-------- Supplied data --------

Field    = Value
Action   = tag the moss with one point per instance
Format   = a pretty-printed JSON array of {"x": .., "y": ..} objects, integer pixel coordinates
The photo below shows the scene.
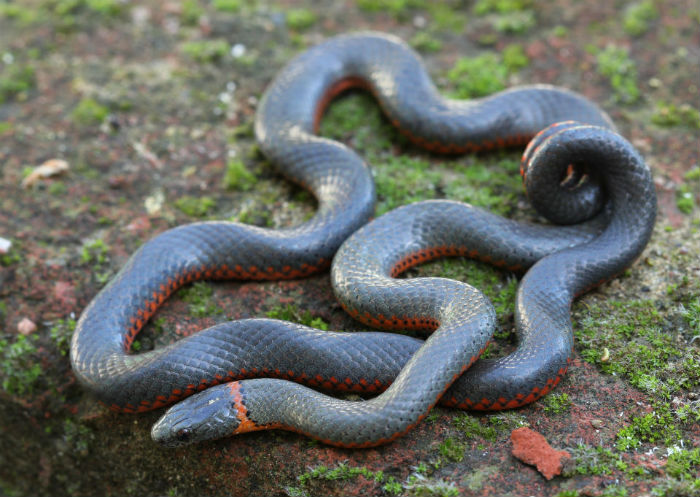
[
  {"x": 77, "y": 437},
  {"x": 57, "y": 188},
  {"x": 501, "y": 6},
  {"x": 19, "y": 369},
  {"x": 343, "y": 472},
  {"x": 198, "y": 296},
  {"x": 12, "y": 256},
  {"x": 478, "y": 76},
  {"x": 15, "y": 82},
  {"x": 237, "y": 177},
  {"x": 425, "y": 42},
  {"x": 637, "y": 17},
  {"x": 670, "y": 115},
  {"x": 61, "y": 333},
  {"x": 684, "y": 464},
  {"x": 656, "y": 426},
  {"x": 507, "y": 16},
  {"x": 643, "y": 349},
  {"x": 475, "y": 427},
  {"x": 94, "y": 252},
  {"x": 110, "y": 8},
  {"x": 615, "y": 64},
  {"x": 452, "y": 450},
  {"x": 556, "y": 403},
  {"x": 399, "y": 8},
  {"x": 447, "y": 17},
  {"x": 18, "y": 13},
  {"x": 685, "y": 200},
  {"x": 568, "y": 493},
  {"x": 300, "y": 19},
  {"x": 191, "y": 12},
  {"x": 486, "y": 73},
  {"x": 514, "y": 57},
  {"x": 401, "y": 180},
  {"x": 195, "y": 206},
  {"x": 294, "y": 314},
  {"x": 358, "y": 116},
  {"x": 560, "y": 31},
  {"x": 89, "y": 112},
  {"x": 596, "y": 461},
  {"x": 227, "y": 5},
  {"x": 206, "y": 50}
]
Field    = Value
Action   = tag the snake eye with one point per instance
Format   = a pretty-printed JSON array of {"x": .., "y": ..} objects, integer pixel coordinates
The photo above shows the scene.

--------

◆ **Task**: Look through the entries above; copy every line holding the string "Action".

◆ **Task answer**:
Action   = tag the moss with one point per instance
Action   = tag the snake eye with one point per instance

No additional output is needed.